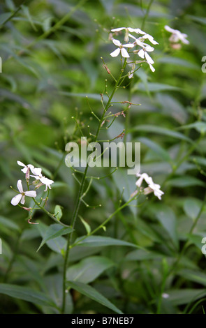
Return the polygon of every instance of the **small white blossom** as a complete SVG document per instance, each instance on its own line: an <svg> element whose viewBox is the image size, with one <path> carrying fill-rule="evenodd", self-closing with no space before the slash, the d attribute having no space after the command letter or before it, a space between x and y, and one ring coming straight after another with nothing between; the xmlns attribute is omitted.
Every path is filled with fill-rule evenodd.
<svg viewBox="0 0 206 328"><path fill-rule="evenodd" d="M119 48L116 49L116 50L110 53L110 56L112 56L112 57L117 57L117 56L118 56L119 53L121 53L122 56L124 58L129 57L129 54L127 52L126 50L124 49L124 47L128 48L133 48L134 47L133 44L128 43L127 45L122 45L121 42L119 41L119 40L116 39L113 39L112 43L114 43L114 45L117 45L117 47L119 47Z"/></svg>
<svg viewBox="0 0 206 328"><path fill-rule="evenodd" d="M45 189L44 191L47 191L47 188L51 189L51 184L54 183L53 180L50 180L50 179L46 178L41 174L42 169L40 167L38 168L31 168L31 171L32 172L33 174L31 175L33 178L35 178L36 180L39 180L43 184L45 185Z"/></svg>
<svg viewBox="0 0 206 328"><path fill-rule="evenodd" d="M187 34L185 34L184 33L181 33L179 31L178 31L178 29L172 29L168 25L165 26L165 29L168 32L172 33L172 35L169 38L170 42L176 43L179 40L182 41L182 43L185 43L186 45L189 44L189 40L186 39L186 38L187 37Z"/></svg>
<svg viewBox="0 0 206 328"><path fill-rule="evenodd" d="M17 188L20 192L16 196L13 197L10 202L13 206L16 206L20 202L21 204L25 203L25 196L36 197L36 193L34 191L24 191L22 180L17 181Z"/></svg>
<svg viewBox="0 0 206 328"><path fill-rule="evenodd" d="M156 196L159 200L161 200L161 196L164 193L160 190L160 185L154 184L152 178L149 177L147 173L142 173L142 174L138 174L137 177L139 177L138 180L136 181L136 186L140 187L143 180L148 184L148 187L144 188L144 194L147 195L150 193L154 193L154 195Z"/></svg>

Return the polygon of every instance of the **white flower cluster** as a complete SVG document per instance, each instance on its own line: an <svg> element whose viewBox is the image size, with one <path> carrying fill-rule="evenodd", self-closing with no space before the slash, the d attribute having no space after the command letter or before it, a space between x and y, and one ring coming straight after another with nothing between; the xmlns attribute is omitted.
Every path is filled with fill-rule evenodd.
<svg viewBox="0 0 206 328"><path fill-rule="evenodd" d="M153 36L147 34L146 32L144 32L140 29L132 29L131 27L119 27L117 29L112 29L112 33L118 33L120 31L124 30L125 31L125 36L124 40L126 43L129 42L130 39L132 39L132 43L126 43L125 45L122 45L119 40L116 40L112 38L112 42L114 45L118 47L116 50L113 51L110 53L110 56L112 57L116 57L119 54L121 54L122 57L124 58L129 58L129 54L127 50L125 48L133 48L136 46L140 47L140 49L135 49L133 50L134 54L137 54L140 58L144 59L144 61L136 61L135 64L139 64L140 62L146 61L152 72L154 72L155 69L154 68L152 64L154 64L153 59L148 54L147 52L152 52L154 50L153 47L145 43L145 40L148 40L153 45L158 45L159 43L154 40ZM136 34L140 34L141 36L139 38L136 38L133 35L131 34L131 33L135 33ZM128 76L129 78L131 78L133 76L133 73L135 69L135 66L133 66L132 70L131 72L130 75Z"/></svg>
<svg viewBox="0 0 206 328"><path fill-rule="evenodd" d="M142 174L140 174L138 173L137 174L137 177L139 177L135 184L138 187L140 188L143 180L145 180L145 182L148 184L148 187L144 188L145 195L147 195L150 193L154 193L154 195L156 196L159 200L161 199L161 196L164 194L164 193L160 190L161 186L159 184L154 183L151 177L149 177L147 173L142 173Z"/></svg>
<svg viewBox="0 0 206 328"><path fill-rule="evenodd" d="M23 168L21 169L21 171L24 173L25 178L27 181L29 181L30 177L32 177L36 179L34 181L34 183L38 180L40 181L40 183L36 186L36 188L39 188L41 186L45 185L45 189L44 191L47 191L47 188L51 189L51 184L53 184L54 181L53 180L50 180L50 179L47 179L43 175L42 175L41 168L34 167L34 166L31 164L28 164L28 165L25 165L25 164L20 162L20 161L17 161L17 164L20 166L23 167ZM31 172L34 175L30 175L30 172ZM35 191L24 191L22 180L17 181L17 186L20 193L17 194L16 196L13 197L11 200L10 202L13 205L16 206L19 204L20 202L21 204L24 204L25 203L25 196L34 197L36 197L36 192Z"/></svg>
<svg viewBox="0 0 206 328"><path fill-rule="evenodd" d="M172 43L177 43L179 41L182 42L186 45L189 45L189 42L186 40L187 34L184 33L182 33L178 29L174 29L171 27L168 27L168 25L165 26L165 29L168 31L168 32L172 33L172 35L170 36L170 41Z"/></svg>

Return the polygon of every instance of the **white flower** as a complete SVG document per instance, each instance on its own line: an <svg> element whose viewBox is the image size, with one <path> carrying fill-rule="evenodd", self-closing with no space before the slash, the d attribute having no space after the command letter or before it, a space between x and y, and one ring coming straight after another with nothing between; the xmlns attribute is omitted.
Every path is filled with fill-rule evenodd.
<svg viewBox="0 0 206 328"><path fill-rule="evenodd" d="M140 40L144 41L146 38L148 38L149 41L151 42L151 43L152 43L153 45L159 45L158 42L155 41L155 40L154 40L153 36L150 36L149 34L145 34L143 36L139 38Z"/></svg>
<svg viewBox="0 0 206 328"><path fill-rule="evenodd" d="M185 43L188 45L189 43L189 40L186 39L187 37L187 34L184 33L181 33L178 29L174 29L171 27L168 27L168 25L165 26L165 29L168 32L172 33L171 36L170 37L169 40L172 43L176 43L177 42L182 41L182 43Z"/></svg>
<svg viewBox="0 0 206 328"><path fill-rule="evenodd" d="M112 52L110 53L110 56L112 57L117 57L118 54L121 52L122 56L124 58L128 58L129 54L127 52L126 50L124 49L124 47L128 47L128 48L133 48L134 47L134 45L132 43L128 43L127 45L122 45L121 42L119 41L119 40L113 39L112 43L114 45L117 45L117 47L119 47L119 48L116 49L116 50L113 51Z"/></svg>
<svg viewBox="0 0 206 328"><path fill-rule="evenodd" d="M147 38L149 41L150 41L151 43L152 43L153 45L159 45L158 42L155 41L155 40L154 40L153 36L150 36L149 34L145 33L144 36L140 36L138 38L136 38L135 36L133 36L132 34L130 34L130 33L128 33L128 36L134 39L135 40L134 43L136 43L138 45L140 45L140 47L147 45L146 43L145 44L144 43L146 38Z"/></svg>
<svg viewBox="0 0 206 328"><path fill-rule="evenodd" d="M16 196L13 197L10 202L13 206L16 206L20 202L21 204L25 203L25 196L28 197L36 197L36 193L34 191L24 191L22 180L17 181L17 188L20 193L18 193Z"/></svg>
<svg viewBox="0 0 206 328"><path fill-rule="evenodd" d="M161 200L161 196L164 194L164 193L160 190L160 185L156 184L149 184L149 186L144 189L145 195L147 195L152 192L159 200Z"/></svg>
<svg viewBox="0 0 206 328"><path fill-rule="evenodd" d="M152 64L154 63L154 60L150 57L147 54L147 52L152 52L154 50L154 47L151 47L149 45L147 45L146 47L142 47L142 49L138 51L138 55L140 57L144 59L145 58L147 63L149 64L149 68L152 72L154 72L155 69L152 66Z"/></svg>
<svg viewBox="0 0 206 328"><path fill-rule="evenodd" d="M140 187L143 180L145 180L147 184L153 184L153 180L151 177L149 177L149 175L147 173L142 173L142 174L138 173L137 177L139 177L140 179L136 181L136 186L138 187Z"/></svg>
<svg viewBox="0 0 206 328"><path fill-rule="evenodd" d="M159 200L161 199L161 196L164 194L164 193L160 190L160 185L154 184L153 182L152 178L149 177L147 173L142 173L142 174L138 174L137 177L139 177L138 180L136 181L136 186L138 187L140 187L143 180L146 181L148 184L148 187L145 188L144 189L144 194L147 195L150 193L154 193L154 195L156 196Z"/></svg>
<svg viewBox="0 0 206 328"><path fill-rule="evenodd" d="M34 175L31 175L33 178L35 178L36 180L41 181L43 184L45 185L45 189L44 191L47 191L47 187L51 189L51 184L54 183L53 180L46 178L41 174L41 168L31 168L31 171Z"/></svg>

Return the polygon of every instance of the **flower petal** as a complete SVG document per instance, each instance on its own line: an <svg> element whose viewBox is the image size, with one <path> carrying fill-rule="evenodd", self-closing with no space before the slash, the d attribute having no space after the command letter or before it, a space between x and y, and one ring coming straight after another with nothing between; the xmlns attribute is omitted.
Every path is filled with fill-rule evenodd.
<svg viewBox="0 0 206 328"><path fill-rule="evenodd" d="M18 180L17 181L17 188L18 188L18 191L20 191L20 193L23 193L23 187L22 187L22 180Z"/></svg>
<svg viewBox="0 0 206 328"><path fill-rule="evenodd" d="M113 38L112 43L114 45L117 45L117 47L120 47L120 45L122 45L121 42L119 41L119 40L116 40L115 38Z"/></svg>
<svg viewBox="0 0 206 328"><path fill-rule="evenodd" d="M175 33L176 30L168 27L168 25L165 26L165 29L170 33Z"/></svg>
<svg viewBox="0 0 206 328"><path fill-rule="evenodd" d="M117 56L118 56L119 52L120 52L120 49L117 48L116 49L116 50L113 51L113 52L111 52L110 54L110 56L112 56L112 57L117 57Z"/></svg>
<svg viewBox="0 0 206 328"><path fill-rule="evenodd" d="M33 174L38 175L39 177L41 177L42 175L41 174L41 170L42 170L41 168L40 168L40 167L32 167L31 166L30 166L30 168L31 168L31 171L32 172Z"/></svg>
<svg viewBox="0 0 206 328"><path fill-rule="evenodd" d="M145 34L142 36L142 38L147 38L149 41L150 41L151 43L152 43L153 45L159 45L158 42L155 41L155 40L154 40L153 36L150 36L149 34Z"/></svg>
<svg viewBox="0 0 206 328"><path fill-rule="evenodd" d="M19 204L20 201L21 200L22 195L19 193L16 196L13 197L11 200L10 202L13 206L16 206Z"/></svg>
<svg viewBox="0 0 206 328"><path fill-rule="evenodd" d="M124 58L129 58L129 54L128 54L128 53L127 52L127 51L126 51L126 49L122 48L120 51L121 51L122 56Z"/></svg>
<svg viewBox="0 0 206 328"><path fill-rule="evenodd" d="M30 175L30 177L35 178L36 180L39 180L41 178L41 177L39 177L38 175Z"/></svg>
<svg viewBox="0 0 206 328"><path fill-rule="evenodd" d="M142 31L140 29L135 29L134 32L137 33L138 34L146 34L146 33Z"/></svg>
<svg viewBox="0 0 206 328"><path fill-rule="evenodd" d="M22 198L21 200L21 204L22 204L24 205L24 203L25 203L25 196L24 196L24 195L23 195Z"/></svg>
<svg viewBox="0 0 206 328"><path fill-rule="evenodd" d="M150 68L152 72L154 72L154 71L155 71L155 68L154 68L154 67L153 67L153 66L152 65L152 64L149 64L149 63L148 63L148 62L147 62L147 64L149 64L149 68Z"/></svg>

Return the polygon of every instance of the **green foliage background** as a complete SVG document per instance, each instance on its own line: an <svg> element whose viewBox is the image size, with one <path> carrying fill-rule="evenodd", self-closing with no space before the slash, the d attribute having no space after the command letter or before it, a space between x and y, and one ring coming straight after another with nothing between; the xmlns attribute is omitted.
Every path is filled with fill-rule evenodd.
● ● ●
### Request
Collect each line of the items above that contains the word "white", and copy those lines in full.

### Answer
Return the polygon of every instance of the **small white blossom** as a complete SVG document per instance, each instance on its own line: an <svg> element whose viewBox is the image size, with one <path> carrying fill-rule="evenodd", self-closing with no space before the slash, the d attribute having no space after the command letter or before it, a space between x and y, and one ring coming straight after another with nothing between; the xmlns attribute is omitted.
Return the polygon of every instance of the **white flower cluster** as a complete SVG document per instance, each instance on its own line: an <svg> element whose viewBox is the image size, with one <path> carrying fill-rule="evenodd", self-closing with no space before the slash, the d attribute having no space after the command letter or before it, a space between x and y, and one ring coming straight after another with nothing between; the xmlns attribute is omitted.
Return the polygon of every instance of the **white flower** as a complete SVG document per instance, each instance on its own line: an <svg> element whose viewBox is the image size, with one <path> carrying fill-rule="evenodd", self-closing with no space before the slash, the d attribute having no space after the command letter or before it, a space between x and y, and one ring coming straight after another with nothing between; the xmlns attribute is omitted.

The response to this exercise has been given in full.